SET TASK –
Please convert every line of the records below into a JSON list of strings, one string for each line, and leave out any blank lines.

PROVIDED RECORDS –
......
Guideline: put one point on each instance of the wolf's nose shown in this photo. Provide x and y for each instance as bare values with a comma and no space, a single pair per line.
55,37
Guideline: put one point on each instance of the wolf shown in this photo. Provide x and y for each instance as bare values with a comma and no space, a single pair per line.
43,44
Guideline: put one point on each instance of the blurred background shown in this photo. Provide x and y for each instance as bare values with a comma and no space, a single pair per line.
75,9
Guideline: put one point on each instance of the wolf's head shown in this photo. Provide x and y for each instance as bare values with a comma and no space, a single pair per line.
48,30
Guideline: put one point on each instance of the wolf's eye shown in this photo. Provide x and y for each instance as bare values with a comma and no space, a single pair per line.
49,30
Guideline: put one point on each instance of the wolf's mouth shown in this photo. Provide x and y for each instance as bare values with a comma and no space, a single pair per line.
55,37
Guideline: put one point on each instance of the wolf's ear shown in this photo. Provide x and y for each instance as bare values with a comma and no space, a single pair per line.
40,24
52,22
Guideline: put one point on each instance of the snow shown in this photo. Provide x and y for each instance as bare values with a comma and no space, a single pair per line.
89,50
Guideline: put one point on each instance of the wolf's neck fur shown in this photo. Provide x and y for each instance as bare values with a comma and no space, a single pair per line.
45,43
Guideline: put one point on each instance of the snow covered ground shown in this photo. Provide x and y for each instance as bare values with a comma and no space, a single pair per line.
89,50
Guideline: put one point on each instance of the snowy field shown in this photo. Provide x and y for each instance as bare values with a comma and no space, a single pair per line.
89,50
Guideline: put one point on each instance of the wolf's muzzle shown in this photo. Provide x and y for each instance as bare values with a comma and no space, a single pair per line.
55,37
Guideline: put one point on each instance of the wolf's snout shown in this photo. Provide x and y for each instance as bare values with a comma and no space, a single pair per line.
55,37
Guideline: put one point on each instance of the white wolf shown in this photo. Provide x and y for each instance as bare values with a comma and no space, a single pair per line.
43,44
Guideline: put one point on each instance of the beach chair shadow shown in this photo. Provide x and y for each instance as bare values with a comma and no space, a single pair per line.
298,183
......
EXERCISE OUTPUT –
[
  "Guideline: put one point on each instance of the wolf's nose shown in this photo. Provide x and y for each instance as bare values with a comma and no space, a single pair per line.",
  "55,37",
  "Guideline: put one point on each instance of the wolf shown in this photo. Provide x and y for each instance as bare values with a comma and no space, a single pair per line.",
  "43,44",
  "Guideline: put one point on each instance of the blurred background shown in this photo. Provide x and y for each instance as bare values with a comma and no space, a single pair per line.",
  "75,9",
  "Guideline: put one point on each instance of the wolf's head shown in this photo. Provide x and y for each instance as bare values with a comma and no space, a single pair per line.",
  "48,30",
  "Guideline: put one point on each instance of the wolf's eye shown in this photo. Provide x and y for each instance as bare values with a comma and no space, a single pair per line.",
  "49,30",
  "Guideline: put one point on each instance of the wolf's mouth shown in this photo. Provide x and y for each instance as bare values with a comma and no space, a single pair per line.",
  "55,37",
  "Guideline: put one point on each instance of the wolf's ear shown in this photo. Provide x and y for each instance as bare values with a comma and no space, a single pair per line.",
  "40,24",
  "52,22",
  "Guideline: put one point on each instance of the snow shown in this photo. Provide x and y for each instance as bare values with a comma and no space, a single pair per line.",
  "89,50",
  "Guideline: put one point on each instance of the wolf's neck fur shown in this photo. Provide x and y for each instance as bare values with a comma and no space, a single pair per line.",
  "45,43",
  "Guideline: put one point on each instance of the snow covered ground shown in this photo. Provide x and y for each instance as bare values with a comma and no space, a single pair per line.",
  "89,50",
  "Guideline: put one point on each instance of the snowy field shown in this photo. Provide x and y for each instance as bare values with a comma and no space, a single pair per line.",
  "89,50",
  "Guideline: put one point on each instance of the wolf's muzzle shown in this photo. Provide x and y for each instance as bare values with a comma and no space, a single pair per line.",
  "55,37",
  "Guideline: put one point on each instance of the wolf's snout shown in this photo. Provide x and y for each instance as bare values with a comma and no space, a single pair per line.",
  "55,37",
  "Guideline: put one point on each instance of the white wolf shown in this photo. Provide x and y for each instance as bare values with a comma and no space, a single pair per line.",
  "43,44",
  "Guideline: put one point on each instance of the beach chair shadow shown in this photo. Provide x and y for each instance as bare values with a comma and no space, a single pair per line.",
  "298,183"
]